§ **Supplied data**
+++++

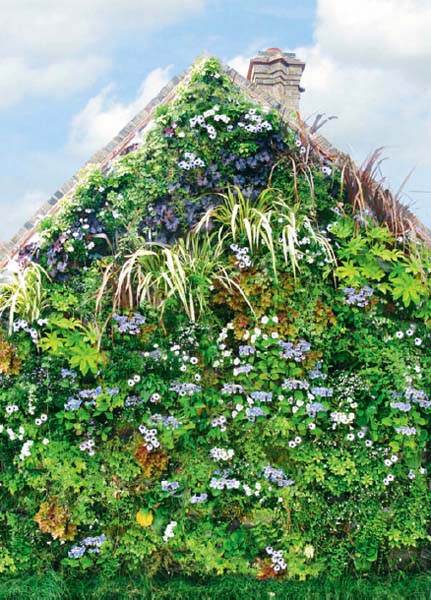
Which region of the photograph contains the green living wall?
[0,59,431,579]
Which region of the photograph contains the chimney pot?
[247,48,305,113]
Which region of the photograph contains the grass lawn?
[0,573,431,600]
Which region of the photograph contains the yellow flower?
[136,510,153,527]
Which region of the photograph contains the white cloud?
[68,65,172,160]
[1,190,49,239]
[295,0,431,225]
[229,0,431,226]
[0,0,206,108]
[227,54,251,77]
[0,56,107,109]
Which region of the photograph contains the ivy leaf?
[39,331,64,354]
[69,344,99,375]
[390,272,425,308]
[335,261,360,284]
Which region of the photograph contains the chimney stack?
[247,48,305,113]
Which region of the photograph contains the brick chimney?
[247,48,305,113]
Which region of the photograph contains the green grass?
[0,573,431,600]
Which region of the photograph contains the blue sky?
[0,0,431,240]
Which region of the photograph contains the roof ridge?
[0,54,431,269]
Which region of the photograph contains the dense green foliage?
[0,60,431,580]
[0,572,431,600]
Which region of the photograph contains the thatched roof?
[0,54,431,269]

+++++

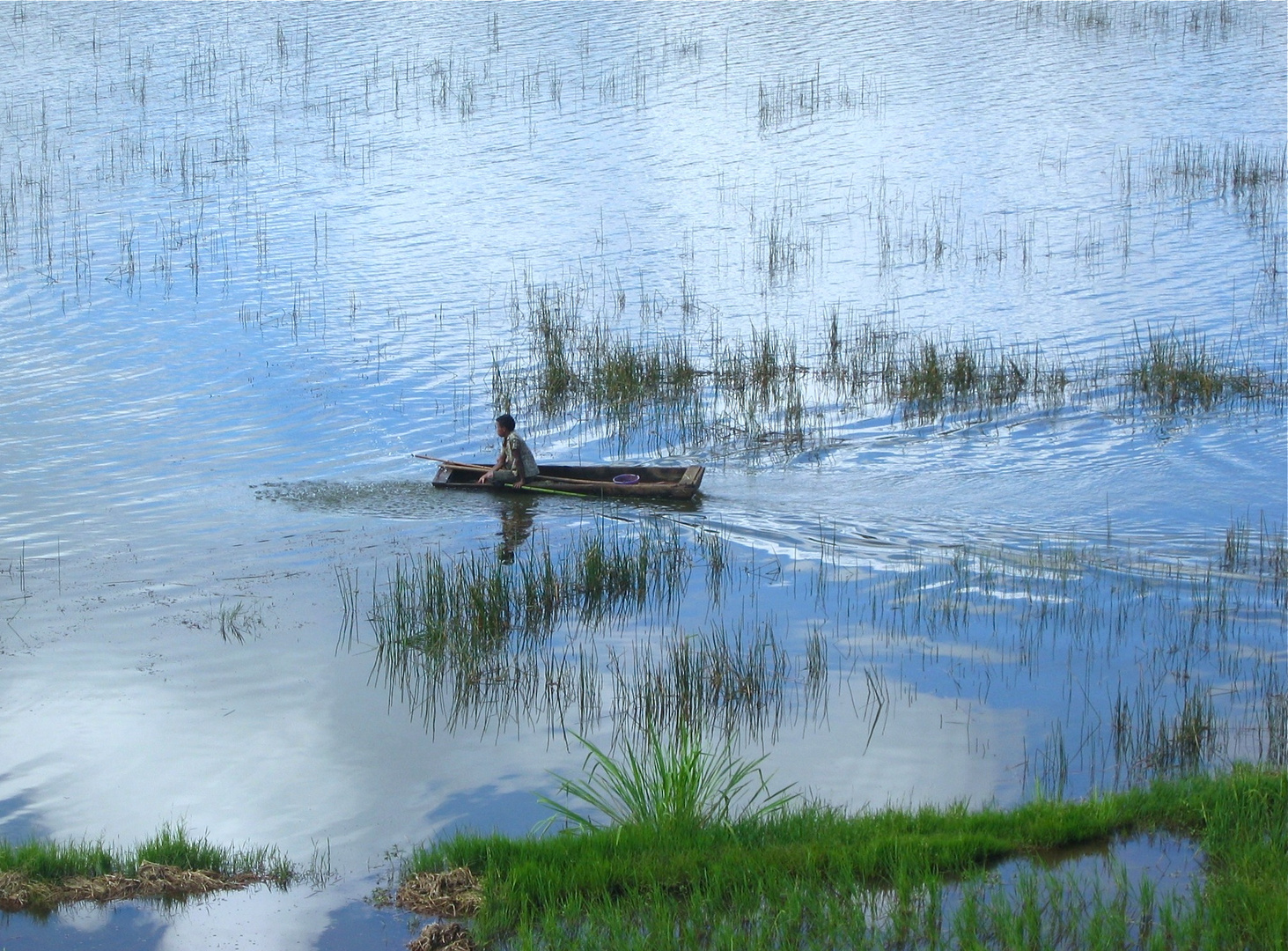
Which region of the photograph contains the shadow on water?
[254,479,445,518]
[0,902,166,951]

+++++

§ **Stated exercise**
Count the lines above that contain the string "green", where case counts, and give only the number.

§ **Completed exercise**
3